> **Your instructions**
Copy the items from the line containing "Pick out every raised door panel." through the end of the items, substituting "recessed door panel" for "raised door panel" and leaving everything else unchanged.

(Collected data entries)
============================================================
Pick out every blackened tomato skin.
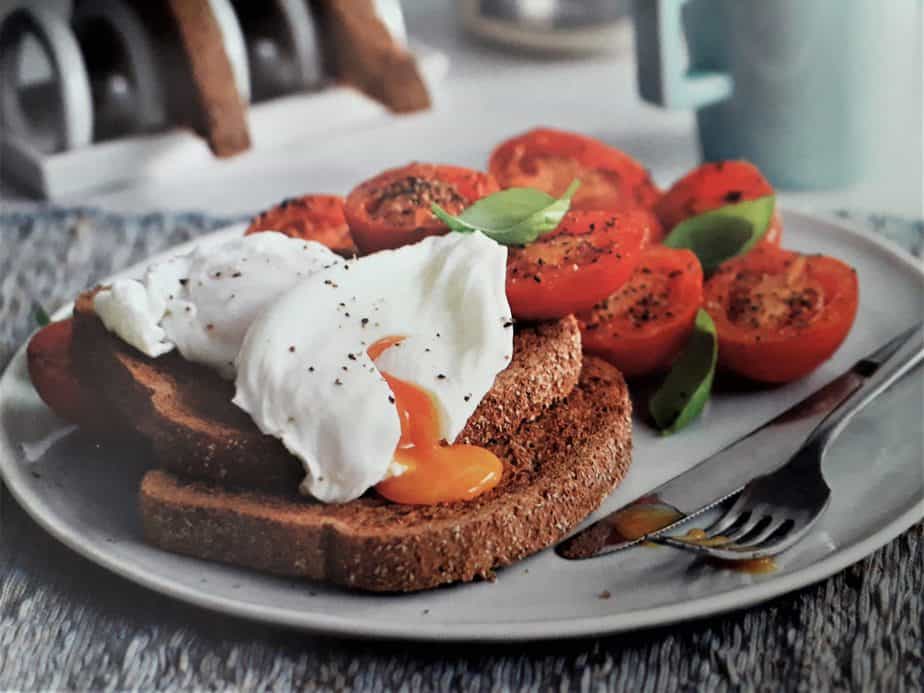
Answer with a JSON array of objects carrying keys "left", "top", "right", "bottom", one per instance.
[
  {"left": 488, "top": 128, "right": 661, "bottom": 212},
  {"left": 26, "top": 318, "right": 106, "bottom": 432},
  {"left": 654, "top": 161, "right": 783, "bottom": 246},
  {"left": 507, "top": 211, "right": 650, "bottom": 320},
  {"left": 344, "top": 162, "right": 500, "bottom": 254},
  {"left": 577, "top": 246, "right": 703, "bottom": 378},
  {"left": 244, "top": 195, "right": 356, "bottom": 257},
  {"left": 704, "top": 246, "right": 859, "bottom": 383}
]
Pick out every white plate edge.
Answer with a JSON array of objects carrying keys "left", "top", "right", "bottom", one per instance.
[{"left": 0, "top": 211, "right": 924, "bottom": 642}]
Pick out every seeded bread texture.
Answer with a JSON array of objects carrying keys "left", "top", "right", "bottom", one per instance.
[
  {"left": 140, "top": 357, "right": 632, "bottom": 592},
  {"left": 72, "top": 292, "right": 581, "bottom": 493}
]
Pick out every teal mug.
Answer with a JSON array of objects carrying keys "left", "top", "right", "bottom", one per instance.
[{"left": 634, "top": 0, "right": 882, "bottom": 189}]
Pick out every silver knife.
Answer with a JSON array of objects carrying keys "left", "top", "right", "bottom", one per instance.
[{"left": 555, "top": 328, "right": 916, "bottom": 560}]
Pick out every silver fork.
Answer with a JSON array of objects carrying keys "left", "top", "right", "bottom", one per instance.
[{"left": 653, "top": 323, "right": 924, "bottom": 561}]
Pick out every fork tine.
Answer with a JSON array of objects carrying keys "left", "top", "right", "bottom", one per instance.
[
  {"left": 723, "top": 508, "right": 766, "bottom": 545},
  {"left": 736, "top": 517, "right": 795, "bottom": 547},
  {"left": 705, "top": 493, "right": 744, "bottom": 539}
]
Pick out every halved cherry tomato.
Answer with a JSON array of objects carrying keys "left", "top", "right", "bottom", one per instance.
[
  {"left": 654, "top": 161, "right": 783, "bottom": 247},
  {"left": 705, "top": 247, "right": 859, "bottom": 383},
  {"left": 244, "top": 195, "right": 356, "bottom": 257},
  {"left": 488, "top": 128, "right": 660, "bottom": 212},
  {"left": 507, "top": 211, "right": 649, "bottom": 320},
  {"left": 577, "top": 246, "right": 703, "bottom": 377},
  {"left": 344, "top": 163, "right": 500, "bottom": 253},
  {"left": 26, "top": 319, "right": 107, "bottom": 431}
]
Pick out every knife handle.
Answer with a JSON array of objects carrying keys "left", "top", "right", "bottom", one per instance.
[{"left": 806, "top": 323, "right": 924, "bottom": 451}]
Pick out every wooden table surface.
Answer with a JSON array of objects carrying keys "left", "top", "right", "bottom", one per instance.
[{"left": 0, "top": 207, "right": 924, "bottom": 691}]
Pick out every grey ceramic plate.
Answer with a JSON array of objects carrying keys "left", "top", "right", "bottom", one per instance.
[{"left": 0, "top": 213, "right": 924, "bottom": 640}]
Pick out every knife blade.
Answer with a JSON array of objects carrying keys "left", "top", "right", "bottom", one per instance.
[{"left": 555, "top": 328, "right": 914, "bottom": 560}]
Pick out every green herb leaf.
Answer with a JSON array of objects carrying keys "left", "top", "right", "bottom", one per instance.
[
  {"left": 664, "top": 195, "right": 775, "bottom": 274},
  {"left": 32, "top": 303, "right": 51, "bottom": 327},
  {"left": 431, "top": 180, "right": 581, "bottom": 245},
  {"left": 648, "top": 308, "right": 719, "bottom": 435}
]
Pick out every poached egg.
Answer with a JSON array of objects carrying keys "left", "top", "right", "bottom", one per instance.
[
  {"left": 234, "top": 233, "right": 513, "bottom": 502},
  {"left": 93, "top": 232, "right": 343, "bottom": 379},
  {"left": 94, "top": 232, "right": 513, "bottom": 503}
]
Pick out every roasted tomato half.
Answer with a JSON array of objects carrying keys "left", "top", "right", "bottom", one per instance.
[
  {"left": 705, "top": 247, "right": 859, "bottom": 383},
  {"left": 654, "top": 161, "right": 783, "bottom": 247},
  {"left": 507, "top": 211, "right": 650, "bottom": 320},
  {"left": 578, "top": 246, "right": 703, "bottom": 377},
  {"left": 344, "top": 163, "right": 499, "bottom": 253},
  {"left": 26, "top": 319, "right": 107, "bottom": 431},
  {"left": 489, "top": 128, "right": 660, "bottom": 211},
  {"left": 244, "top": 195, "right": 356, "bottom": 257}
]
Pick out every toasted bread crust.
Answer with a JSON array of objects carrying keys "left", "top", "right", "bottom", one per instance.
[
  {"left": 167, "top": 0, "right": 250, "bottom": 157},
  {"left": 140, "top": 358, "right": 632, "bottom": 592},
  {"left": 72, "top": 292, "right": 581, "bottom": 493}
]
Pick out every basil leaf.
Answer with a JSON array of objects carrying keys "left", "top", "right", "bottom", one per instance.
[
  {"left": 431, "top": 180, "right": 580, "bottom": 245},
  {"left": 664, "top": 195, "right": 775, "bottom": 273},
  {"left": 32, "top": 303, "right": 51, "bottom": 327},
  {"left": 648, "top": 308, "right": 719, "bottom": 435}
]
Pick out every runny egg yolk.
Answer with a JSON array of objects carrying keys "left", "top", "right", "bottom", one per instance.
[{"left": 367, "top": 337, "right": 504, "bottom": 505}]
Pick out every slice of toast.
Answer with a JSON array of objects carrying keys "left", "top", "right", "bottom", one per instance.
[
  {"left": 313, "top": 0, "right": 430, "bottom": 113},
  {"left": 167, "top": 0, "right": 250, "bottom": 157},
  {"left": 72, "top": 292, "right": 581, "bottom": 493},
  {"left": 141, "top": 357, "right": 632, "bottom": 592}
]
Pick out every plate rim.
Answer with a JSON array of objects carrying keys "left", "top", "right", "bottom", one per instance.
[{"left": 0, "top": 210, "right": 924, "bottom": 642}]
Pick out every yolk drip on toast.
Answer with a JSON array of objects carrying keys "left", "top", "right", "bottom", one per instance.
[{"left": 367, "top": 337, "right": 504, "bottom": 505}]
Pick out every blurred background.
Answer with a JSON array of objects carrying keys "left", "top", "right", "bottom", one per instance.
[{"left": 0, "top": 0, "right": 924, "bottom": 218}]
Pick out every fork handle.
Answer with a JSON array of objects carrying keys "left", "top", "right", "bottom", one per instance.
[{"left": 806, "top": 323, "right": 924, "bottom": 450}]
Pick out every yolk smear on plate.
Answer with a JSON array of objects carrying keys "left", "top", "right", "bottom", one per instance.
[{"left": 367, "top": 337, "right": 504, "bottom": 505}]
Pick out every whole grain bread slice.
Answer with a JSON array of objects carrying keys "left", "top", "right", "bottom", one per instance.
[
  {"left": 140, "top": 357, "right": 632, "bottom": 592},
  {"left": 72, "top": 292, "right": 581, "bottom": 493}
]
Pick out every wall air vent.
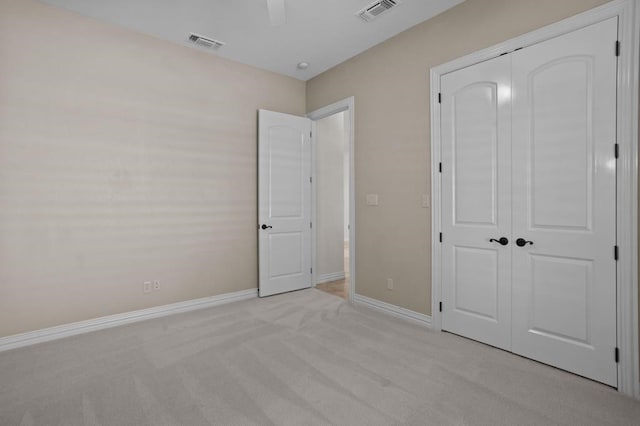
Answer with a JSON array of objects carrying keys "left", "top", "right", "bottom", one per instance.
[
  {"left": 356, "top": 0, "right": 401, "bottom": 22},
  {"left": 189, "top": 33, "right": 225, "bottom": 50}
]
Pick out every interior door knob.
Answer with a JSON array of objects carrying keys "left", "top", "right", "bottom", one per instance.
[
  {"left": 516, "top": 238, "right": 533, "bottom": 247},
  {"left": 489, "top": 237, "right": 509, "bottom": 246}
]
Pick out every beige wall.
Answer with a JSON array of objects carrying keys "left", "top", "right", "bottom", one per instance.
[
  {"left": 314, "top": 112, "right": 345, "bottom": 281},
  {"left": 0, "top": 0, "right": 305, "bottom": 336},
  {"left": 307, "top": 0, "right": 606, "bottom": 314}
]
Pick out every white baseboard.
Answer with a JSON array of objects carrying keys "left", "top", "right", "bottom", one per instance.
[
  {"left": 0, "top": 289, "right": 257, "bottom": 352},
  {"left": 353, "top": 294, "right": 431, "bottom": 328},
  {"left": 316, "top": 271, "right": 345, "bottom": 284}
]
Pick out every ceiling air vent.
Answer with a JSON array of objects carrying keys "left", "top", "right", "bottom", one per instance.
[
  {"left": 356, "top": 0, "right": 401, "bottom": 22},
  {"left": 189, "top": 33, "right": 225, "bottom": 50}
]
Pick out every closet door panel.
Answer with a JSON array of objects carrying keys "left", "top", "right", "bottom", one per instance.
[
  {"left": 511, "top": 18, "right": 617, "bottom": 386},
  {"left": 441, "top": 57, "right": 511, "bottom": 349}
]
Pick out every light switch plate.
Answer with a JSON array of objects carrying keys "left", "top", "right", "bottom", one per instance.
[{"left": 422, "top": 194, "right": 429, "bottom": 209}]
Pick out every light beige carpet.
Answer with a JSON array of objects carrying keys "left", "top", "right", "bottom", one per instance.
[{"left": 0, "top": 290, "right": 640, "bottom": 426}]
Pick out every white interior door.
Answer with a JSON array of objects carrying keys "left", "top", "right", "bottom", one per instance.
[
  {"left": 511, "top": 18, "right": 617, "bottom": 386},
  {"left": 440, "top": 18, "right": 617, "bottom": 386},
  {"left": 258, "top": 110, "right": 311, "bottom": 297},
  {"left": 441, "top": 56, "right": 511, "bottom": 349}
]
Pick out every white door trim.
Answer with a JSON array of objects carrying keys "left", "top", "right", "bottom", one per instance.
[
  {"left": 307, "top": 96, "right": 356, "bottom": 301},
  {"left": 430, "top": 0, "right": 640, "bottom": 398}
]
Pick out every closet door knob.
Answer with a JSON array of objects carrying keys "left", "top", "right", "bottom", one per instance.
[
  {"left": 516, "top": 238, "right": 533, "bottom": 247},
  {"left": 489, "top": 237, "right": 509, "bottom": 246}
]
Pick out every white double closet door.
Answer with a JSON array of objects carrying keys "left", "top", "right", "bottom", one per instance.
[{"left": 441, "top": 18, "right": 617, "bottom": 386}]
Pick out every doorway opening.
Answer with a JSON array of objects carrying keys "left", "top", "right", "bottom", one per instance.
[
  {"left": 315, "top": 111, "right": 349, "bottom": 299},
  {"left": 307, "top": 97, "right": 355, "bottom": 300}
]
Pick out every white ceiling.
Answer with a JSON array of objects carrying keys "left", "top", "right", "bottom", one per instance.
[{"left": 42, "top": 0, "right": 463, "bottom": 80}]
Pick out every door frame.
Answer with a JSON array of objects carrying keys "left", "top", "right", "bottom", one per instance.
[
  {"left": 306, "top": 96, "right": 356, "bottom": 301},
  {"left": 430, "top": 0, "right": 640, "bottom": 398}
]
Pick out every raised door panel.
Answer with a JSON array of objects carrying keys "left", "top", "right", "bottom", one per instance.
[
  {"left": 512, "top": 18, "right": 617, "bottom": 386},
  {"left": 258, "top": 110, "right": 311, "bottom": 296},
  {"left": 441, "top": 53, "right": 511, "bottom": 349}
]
============================================================
> **Solution for this problem**
Pick out every recessed door panel.
Answer with a JSON array of objects carrying keys "left", "top", "right", "bottom", one per instance.
[
  {"left": 512, "top": 18, "right": 617, "bottom": 386},
  {"left": 258, "top": 110, "right": 311, "bottom": 296},
  {"left": 441, "top": 53, "right": 511, "bottom": 349}
]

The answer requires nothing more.